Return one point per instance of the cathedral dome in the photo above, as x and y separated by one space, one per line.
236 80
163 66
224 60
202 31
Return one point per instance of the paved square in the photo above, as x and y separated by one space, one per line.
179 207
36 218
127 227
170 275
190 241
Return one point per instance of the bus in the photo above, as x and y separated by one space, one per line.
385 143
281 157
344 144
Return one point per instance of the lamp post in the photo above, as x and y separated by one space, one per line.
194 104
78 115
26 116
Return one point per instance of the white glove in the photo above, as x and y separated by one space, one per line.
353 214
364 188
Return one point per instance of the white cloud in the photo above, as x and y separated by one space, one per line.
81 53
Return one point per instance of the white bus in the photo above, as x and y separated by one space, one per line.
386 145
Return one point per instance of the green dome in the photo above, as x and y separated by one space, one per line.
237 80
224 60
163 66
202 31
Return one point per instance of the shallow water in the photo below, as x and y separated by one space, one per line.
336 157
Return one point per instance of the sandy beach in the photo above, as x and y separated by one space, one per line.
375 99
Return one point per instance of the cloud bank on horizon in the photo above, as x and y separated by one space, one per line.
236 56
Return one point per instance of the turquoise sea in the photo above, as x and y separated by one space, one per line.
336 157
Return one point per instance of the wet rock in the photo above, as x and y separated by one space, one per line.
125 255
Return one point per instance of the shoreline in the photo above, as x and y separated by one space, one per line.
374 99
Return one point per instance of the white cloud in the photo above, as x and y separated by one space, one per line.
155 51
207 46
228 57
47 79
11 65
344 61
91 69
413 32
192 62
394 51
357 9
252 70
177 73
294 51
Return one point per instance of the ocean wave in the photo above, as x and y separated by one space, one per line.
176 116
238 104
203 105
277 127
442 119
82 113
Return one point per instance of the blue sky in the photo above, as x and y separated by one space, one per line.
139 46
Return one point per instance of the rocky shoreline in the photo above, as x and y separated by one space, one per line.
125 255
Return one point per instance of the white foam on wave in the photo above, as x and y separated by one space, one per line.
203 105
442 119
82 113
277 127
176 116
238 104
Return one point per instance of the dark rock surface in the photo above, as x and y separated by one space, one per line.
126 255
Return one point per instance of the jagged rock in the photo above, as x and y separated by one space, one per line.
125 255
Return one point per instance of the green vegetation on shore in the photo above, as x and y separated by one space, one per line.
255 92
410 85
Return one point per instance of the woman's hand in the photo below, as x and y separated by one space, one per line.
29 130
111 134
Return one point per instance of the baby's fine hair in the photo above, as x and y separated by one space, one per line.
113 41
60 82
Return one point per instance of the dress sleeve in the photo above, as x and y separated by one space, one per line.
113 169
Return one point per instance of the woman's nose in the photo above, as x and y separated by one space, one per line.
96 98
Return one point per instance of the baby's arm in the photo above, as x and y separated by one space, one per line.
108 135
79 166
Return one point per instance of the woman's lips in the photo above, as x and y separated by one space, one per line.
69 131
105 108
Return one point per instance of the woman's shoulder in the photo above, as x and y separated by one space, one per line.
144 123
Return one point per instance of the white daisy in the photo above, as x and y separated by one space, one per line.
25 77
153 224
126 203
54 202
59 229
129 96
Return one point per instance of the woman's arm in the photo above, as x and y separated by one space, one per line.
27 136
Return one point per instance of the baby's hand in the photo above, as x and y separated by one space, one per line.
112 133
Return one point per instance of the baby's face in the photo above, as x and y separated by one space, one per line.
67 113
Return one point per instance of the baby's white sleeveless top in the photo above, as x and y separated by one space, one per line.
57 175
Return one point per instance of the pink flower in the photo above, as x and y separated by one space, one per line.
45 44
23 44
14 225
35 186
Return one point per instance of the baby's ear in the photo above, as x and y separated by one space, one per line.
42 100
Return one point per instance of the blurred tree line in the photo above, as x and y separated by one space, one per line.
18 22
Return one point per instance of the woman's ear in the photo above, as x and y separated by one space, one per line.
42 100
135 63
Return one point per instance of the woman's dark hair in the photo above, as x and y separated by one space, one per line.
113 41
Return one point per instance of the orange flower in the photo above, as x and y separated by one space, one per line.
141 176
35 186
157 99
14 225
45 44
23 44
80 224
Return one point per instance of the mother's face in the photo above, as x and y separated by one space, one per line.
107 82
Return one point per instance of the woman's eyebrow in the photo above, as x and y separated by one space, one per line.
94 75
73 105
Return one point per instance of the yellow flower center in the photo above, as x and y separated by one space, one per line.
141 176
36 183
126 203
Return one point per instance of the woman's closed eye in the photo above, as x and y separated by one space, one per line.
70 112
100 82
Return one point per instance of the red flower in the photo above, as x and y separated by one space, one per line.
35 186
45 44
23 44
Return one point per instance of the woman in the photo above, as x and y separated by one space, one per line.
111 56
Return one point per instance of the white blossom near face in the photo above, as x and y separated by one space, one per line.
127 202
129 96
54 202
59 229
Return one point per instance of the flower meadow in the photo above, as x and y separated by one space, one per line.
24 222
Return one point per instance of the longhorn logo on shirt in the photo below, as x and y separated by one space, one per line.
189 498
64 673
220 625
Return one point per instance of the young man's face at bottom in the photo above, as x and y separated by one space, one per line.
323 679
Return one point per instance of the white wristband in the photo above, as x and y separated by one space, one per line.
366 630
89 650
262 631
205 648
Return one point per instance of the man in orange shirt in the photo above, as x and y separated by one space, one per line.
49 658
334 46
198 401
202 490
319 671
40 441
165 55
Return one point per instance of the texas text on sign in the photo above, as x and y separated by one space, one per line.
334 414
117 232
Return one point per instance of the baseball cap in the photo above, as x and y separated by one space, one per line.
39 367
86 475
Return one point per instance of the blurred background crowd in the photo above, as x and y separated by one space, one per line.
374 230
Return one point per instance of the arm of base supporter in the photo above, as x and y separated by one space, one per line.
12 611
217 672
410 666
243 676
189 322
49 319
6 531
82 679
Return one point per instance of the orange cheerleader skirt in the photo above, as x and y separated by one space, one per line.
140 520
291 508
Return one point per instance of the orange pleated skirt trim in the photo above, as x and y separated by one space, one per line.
------
• Stated problem: Return every line of the records above unchanged, in the same order.

• Full solution:
Return one point per instance of the cathedral dome in the photo above, as x and y separated by one space, one per line.
236 80
163 66
224 60
202 31
Return one point per instance of the paved square in the photo above, as x and y separated by one space, one per line.
179 207
36 218
127 227
170 275
190 241
Return one point per instance of the bus in the photo above, as x and y separated by one space, one per line.
385 143
281 157
344 144
Return one point per instance of the lamp post in the photo above, as x and y separated by one space, one per line.
194 104
78 115
26 116
Return one point per instance of the white glove in the photo above, as x and y separated by one space, one per line.
353 214
364 188
Return one point per instance of the white cloud in the photo above, as x and y separated by one space, one per line.
81 53
Return one point per instance of the white bus in the photo above, as x and y separated by one space, one per line.
386 145
Return one point per instance of the green dome in the photo above, as x and y separated by one space, one per line.
237 80
224 60
163 66
202 31
Return one point per instance of the shallow water in the photo below, as x and y separated by one space, one per line.
336 157
Return one point per instance of the sandy beach in the photo above, as x and y separated by one space, one per line.
375 99
Return one point per instance of the cloud bank on horizon in the photo above, as x and y separated by one space, one per line.
236 56
Return one point per instance of the turquoise sea in the photo above, as x and y separated by one space, one per line.
336 157
Return one point per instance of the wet rock in the photo above, as x and y separated by one space, one per line.
125 255
Return one point per instance of the shoreline in the photo above, as x and y separated by one space, one per line.
374 99
Return one point per instance of the white cloud in the photo above, as x and y separated by one space, one per line.
155 51
207 46
228 57
47 79
11 65
344 61
91 69
413 32
192 62
394 51
357 9
252 70
177 73
294 51
Return one point per instance of the ocean wave in the photo above, as x and y separated by one space, one per line.
176 116
238 104
203 105
277 127
442 119
82 113
Return one point per instance of the blue sky in the photo above, as x and y separated by one space, one per line.
139 46
Return one point per instance of the rocky shoreline in the photo above, as x and y separated by one space, one per line.
125 255
Return one point per instance of the white foam on wave in the photo above, as x and y separated by one space, one per line.
203 105
442 119
82 113
277 127
176 116
238 104
Return one point per instance of the dark rock surface in the photo above, as x and y separated by one space, one per line.
126 255
Return one point per instance of the jagged rock in the photo above, as x and y separated by one space, one per line.
125 255
Return one point per instance of the green vegetation on shore in the photo above, as x and y separated by one space, one per line.
255 92
410 85
Return one point per instance of the woman's hand in the photo below, as x and y separated by one space, one per line.
29 130
111 134
Return one point per instance of the baby's fine hair in the photo above, as x and y separated by one space, one per line.
113 41
60 82
Return one point per instance of the dress sleeve in the photo above, as x and y separated by one space, one per line.
113 169
Return one point per instance of the woman's nose in the photo above, as x and y separated by one space, one per line.
96 98
Return one point per instance of the baby's arm in the photo above, as x and y separated by one space, one per line.
108 135
79 166
Return one point per instance of the woman's lips in the photo above, as x and y separated by one space, one per line.
69 131
105 108
Return one point per instance of the woman's shoulder in the photo above, as x and y separated by one space, one per line.
144 123
Return one point per instance of the white daisy in the photo above, as x and y separated by one space, one per line.
25 77
153 224
126 203
54 202
59 229
129 96
Return one point per instance of the woman's arm in the photo above, as x and y separated by one space, one per line.
27 136
Return one point per instance of the baby's hand in the photo above, as x and y separated by one space, one per line.
112 133
Return one point per instance of the baby's face in the photo above, as x and y separated by one space, one per line.
67 113
Return one point per instance of the baby's white sleeveless top in the photo above, as x and y separated by one space, one per line.
57 175
Return one point per instance of the pink flower in the photo above, as x and y separated by one space, one per line.
45 44
23 44
14 225
35 186
Return one point per instance of the baby's ear in the photo above, as x and y separated by one space, one per line.
42 100
Return one point per instance of the blurred tree line in the photo above, as x and y separated by one space, one per line.
18 22
Return one point per instance of the woman's ear in the photo above, as x and y separated by one space, one per line.
42 100
135 63
Return one point per instance of the woman's dark hair in the photo above, as x and y separated by one space, one per line.
113 41
Return one point per instance of the orange flower in the photo above, as x and y separated by one space, one per line.
141 176
35 186
157 99
14 225
45 44
23 44
80 224
Return one point per instance of the mother's face in the photo above, as x and y separated by one space, one per line.
107 82
Return one point per instance of the woman's eyebrow in the photo above, as x and y separated by one space, one per line.
94 75
73 105
Return one point per instance of the yellow flower center in the photo above, as x and y separated by one space, one per line.
141 176
36 183
126 203
Return one point per instance of the woman's closed eye in the photo above, as x and y separated by one space, one per line.
70 112
100 82
Return one point per instance of the red flower in the photo above, as x and y separated by one space, one per line.
35 186
45 44
23 44
Return one point per instance of the woman in the photo above, as x and y separated by one space, one per line.
111 56
Return one point per instance of the white blossom near face in the photo above, as x and y separated by one space, one per line.
127 202
129 96
54 202
59 229
Return one point per instance of the flower meadow in the photo above, as x and y separated by one space, one per line.
24 222
Return one point per instance of the longhorn logo on shirt in the photo below, as x and y separated by one space, one per line.
189 498
64 673
220 625
Return one point per instance of the young man's face at bottom in the photo above, as x and y separated by one space, one per line.
323 679
Return one point per instance of the white wristband in the photo above, as x and y separated by one space, one per line.
366 630
89 650
262 631
205 648
Return one point per instance of the man in orange shirt in the photo above, as x and y separated by one space, one per line.
49 658
334 46
198 401
202 490
319 671
40 441
165 55
Return one point per instance of the texas text on sign in the photo above, as x and y separated by one space, one per line.
334 414
117 232
Return one point per instance of the baseball cap in the photo above, as x and y separated by one space, one per line.
39 367
86 475
Return one point per instance of the blurred background crowd in the photo above, as x and y separated by one space, one per line.
374 230
Return one point per instance of the arm of base supporter in the photo above, as x and y separated by one space, one per line.
12 611
217 672
410 666
243 676
189 322
49 319
6 531
82 679
Return one point per instance of the orange cheerleader skirt in the photo above, as x and y separated by one space, one per line.
140 520
291 508
Return one point per instance of the orange pleated skirt trim in the photo above, as x and y separated by one space, one per line.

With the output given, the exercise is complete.